▶ **Short task**
In the listing below, reproduce the lines from the one containing "Sports vision module: track the awning" through the one containing "[0,247,500,333]", inclusive, substituting "red building" for "pink building" and keeping everything else the same.

Collected data entries:
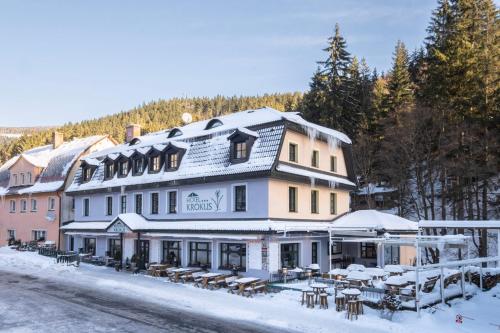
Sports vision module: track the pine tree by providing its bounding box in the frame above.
[387,41,414,125]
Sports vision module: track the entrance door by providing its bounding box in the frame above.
[135,239,149,268]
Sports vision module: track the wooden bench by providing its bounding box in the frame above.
[243,281,267,297]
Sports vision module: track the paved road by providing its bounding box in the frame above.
[0,271,292,333]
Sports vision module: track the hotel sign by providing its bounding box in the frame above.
[108,220,130,233]
[182,188,227,213]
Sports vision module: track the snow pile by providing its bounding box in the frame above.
[0,248,500,333]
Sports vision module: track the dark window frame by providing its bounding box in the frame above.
[189,242,212,267]
[162,240,182,267]
[288,142,298,163]
[280,243,300,268]
[219,243,247,272]
[288,186,299,213]
[311,190,319,214]
[149,192,160,215]
[233,184,248,212]
[359,243,377,259]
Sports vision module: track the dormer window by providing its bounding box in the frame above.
[168,128,182,138]
[83,166,92,182]
[228,128,259,163]
[167,153,179,170]
[104,162,115,179]
[118,160,128,177]
[205,118,224,130]
[132,156,144,175]
[149,154,161,172]
[234,142,247,159]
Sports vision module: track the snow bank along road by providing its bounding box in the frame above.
[0,271,292,333]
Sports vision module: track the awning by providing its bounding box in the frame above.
[143,233,262,240]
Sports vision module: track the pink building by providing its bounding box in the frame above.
[0,132,116,246]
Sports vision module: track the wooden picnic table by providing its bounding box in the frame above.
[201,273,222,288]
[341,288,361,301]
[234,277,260,295]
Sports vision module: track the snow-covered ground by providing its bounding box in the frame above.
[0,247,500,333]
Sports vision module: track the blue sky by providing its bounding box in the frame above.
[0,0,436,126]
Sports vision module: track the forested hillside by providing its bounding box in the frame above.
[0,92,302,163]
[300,0,500,227]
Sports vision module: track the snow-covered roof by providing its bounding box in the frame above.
[61,213,330,232]
[333,209,418,231]
[276,163,356,187]
[0,135,107,195]
[418,220,500,229]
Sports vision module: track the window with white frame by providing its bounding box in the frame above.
[31,199,38,212]
[48,197,56,210]
[21,199,28,213]
[233,185,247,212]
[120,195,127,214]
[31,230,47,242]
[82,198,90,216]
[9,200,16,213]
[149,192,160,215]
[106,195,113,216]
[7,229,16,239]
[168,191,177,214]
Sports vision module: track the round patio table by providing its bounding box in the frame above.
[341,288,361,301]
[309,283,328,304]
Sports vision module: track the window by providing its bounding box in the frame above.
[288,187,297,213]
[104,162,115,179]
[311,242,319,264]
[21,199,28,213]
[7,229,16,239]
[118,160,128,177]
[83,168,92,182]
[361,243,377,259]
[10,200,16,213]
[108,238,122,260]
[234,142,247,159]
[31,199,38,212]
[330,193,337,215]
[234,185,247,212]
[311,190,319,214]
[133,157,144,174]
[106,196,113,216]
[135,194,142,214]
[219,243,247,271]
[331,242,342,254]
[168,191,177,214]
[167,153,179,170]
[120,195,127,214]
[281,243,299,268]
[149,155,161,172]
[189,242,212,266]
[83,238,96,256]
[330,156,337,172]
[288,143,298,162]
[83,198,90,216]
[150,192,160,215]
[311,150,319,168]
[48,197,56,210]
[163,241,182,267]
[31,230,47,242]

▶ **Problem solution**
Sports vision module: track the awning by providing its bounding box in the frame above.
[143,233,262,240]
Sports vision module: track the red building by providing its bounding box in the frame above.
[0,132,116,246]
Sports vision module: track the wooden picnic table by providing its bounding box in the frame above.
[201,273,222,288]
[341,288,361,301]
[234,277,260,295]
Sports vision module: track the snow-covered ground by providing its bounding box in the frame above.
[0,247,500,333]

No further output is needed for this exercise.